* What is needed *
Transcribe the records exactly from the line with "the street sign" to the end, both included.

BEGIN Data rows

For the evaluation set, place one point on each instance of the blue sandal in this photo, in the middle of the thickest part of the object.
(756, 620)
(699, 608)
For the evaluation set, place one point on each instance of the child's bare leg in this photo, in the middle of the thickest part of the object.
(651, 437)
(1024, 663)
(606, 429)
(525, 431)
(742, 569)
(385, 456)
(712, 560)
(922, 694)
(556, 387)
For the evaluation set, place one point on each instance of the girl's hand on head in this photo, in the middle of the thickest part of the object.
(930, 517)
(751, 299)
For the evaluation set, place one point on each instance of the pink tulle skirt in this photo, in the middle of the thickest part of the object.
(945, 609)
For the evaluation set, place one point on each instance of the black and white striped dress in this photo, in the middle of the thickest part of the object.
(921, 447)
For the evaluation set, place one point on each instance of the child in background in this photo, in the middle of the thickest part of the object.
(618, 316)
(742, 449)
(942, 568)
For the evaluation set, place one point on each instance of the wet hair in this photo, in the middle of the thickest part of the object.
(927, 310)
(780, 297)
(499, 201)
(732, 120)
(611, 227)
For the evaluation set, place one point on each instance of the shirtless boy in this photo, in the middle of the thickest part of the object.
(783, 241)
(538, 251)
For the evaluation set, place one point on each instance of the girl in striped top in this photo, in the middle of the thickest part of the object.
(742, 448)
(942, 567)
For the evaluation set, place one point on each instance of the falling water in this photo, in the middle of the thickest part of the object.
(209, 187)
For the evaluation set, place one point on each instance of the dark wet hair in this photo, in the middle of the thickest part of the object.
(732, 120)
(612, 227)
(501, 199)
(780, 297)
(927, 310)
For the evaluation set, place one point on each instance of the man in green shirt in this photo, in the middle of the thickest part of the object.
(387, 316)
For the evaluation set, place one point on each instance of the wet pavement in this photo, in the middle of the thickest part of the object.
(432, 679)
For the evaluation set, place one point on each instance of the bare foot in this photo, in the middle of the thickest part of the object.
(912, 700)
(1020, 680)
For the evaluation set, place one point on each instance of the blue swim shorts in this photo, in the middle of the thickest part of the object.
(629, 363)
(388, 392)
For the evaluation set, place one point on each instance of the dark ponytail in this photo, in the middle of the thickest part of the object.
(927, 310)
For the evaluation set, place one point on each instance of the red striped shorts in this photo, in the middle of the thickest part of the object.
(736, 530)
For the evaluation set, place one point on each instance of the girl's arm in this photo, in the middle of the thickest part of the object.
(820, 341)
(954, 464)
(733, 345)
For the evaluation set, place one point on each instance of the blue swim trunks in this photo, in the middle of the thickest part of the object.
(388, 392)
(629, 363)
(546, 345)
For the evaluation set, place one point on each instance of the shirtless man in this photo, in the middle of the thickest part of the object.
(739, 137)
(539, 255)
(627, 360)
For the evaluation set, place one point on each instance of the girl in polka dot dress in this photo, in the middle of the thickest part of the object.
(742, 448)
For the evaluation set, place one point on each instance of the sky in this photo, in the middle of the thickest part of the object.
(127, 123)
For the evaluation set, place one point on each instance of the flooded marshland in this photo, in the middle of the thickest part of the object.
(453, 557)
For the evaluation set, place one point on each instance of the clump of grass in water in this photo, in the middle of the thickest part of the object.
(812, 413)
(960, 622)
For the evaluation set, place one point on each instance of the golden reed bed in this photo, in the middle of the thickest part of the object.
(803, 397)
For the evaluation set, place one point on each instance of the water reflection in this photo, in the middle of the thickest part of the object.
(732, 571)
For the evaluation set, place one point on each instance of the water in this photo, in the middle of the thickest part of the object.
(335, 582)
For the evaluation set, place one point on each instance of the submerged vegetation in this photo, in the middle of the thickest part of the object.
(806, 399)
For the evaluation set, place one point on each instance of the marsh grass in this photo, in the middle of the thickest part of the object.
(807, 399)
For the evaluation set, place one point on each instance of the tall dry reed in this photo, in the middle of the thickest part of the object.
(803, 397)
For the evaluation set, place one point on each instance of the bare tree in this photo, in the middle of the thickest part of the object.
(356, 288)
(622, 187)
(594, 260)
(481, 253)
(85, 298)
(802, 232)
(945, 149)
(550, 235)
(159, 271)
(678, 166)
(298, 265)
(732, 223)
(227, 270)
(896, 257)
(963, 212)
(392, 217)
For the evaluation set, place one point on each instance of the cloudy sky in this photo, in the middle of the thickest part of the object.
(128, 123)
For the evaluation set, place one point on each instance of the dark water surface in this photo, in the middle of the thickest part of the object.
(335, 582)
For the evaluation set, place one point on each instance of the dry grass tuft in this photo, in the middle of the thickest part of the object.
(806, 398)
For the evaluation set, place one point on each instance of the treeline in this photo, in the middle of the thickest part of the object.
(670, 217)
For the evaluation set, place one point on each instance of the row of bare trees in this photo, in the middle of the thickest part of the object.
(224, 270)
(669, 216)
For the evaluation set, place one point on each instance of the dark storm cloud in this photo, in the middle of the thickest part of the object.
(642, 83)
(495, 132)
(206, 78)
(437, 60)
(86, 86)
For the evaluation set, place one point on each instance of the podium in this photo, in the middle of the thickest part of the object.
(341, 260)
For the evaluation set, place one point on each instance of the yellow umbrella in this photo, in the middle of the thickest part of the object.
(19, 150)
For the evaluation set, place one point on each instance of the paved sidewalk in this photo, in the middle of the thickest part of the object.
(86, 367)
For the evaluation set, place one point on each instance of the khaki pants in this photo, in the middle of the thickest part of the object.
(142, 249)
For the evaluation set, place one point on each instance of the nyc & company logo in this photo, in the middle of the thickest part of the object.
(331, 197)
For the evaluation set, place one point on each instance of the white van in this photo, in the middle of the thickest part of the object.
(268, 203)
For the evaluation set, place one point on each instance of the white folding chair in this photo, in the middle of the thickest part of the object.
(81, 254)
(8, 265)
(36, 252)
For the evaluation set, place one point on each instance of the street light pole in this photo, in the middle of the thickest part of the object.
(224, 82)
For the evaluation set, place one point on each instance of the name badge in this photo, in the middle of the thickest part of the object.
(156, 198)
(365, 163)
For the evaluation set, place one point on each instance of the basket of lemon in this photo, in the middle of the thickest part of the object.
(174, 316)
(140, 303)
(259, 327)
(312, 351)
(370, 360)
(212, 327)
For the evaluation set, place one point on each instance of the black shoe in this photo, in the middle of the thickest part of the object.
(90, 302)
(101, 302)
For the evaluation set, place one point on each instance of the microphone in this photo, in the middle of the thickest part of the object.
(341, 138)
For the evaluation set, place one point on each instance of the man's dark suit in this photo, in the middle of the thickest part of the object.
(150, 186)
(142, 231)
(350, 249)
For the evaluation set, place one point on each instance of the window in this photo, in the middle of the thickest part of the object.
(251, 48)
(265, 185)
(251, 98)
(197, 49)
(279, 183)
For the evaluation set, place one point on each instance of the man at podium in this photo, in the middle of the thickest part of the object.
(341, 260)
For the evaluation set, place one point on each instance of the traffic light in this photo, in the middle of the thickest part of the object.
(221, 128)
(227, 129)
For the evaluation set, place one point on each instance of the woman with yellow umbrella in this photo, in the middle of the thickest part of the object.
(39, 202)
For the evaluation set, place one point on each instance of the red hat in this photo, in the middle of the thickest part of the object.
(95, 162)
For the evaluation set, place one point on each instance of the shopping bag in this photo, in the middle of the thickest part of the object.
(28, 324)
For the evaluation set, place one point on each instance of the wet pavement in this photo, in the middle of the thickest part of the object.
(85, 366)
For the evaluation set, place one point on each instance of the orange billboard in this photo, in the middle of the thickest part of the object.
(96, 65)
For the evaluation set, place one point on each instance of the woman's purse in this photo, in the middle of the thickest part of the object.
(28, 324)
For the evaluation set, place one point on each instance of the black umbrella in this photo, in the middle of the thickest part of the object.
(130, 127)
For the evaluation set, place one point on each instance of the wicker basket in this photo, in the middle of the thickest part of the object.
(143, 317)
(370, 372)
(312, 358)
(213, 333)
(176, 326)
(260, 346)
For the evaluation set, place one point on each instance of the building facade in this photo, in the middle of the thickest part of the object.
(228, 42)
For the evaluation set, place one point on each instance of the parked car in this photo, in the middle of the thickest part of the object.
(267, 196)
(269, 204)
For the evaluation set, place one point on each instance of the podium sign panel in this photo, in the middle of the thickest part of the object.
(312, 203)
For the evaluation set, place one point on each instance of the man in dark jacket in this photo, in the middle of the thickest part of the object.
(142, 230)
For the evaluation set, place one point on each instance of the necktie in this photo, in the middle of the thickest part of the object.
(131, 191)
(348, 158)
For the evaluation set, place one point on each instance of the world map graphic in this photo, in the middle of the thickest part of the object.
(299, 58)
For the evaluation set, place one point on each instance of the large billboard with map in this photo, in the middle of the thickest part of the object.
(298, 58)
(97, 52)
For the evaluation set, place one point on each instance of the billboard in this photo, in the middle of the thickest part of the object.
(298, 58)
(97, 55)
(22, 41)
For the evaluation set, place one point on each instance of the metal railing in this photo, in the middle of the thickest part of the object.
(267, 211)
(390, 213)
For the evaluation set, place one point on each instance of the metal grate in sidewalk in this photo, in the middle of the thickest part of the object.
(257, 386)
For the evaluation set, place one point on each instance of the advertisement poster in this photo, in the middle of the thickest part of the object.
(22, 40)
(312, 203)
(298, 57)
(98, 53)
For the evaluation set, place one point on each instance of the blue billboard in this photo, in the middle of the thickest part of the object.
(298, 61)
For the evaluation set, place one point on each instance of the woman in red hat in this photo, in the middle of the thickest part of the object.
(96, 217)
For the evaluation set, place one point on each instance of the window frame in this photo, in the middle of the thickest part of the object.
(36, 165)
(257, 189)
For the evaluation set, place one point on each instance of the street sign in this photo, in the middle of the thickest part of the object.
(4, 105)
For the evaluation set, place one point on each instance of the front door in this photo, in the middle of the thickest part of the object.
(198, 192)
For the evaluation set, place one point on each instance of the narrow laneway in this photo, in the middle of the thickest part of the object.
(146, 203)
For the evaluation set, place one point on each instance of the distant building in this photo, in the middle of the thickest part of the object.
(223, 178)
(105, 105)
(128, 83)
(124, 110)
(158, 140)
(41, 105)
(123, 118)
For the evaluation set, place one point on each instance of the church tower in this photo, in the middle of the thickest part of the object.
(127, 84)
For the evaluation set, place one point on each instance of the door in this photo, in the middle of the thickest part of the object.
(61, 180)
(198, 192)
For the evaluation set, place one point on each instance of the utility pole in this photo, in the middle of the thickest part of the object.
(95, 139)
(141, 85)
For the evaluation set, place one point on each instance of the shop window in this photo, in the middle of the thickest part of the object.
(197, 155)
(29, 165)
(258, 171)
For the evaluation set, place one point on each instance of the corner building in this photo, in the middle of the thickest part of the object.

END Data rows

* Reply to the task *
For the evaluation set, place one point on each instance of the street sign in this photo, in the middle of the thickest part of the object.
(4, 105)
For the evaluation set, place one point on each instance of the front door in this photo, in the middle of the thickest part of the object.
(198, 192)
For the evaluation set, place one point on each instance of the narrow laneway in this photo, in the middle of the thickest part of the object.
(146, 203)
For the evaluation set, place one point on each instance of the distant building in this photo, in the middle of the thickest part of the object.
(223, 178)
(105, 105)
(128, 83)
(124, 110)
(158, 140)
(41, 105)
(123, 118)
For the evaluation set, place one point on each instance of the church tower in this photo, in the middle of the thickest part of the object.
(127, 84)
For the evaluation set, place one point on each instance of the door in this photo, in the middle of the thickest part of the object.
(61, 180)
(198, 192)
For the evaluation set, place one point on each instance of the utility pole in this photo, in the middle of the thickest part of the object.
(95, 139)
(141, 85)
For the evaluation set, place one point on each instance of the shop window in this photo, in the middle of the thickest part of the object.
(197, 155)
(29, 165)
(258, 171)
For the evaluation set, place one point on each instance of the corner building in this photo, in the middle of the thickest part of the object.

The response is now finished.